What you have to do :: What you return should be the line containing "Note: for this drill, mark the lip" and each line after it to the end of the records, copied exactly.

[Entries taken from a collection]
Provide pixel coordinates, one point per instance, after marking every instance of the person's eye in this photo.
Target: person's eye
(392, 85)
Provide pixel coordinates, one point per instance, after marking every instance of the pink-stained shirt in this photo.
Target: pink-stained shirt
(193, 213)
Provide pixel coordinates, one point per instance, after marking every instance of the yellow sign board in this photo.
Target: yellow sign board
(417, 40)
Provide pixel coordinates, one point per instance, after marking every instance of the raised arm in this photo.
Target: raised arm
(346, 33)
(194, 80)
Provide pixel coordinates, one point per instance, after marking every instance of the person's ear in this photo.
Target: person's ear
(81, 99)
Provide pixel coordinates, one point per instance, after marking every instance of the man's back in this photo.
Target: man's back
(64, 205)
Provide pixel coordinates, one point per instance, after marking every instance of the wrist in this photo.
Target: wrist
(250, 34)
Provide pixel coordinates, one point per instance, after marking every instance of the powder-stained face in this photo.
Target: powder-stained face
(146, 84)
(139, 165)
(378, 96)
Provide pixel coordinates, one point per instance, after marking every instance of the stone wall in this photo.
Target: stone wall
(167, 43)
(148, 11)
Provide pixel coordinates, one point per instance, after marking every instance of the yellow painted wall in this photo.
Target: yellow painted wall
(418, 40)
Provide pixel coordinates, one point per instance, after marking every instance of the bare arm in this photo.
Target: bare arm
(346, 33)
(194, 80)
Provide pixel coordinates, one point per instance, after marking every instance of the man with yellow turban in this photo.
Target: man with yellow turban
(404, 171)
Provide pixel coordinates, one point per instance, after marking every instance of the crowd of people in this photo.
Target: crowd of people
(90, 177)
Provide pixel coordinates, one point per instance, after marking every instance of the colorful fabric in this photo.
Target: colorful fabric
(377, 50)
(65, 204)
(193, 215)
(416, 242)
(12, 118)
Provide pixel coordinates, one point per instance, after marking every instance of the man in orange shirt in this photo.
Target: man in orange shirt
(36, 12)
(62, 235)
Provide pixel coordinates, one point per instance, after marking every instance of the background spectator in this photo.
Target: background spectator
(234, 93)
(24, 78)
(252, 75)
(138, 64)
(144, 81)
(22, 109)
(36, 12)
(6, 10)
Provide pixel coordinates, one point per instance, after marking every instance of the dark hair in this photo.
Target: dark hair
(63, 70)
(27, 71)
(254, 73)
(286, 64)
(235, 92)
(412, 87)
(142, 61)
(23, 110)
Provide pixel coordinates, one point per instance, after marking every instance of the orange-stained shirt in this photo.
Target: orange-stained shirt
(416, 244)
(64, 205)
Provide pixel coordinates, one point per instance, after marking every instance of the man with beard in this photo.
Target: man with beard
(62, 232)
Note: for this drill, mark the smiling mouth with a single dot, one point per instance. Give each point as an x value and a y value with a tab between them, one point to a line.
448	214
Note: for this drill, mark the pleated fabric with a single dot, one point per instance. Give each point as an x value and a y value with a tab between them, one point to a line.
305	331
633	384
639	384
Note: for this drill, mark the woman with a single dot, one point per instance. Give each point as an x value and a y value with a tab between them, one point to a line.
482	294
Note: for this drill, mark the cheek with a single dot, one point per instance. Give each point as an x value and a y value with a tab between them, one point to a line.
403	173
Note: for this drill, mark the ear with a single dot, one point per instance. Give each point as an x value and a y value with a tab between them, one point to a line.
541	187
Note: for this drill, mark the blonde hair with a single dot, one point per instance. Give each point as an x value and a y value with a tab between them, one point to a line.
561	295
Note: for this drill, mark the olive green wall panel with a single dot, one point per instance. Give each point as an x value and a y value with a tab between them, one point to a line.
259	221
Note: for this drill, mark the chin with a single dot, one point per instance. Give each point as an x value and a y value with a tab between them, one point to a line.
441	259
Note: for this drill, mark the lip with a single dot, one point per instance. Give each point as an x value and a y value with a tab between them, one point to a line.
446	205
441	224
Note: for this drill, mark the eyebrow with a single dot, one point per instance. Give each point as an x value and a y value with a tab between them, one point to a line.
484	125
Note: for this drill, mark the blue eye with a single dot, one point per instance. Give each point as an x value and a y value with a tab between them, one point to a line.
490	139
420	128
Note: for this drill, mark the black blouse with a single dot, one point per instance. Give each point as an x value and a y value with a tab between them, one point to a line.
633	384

Task output ::
Note: for this drill, mark the lip with a single dot, one point per instance. Give each point as an x value and a y value with a tab between them, one point to a line.
446	205
441	224
Note: for this drill, mark the eyebrow with a single dot, one point per instance. Give each point as an x value and a y value with a tab between them, one point to a line.
484	125
Note: for this drill, mark the blue eye with a single dot, one point per instance. Give each point as an x value and a y value with a tab between them, one point to a line.
490	139
420	128
Note: for this drill, mark the black blouse with a single dot, one point per instance. Give each point as an x value and a y value with a tab between them, one point to a line.
633	384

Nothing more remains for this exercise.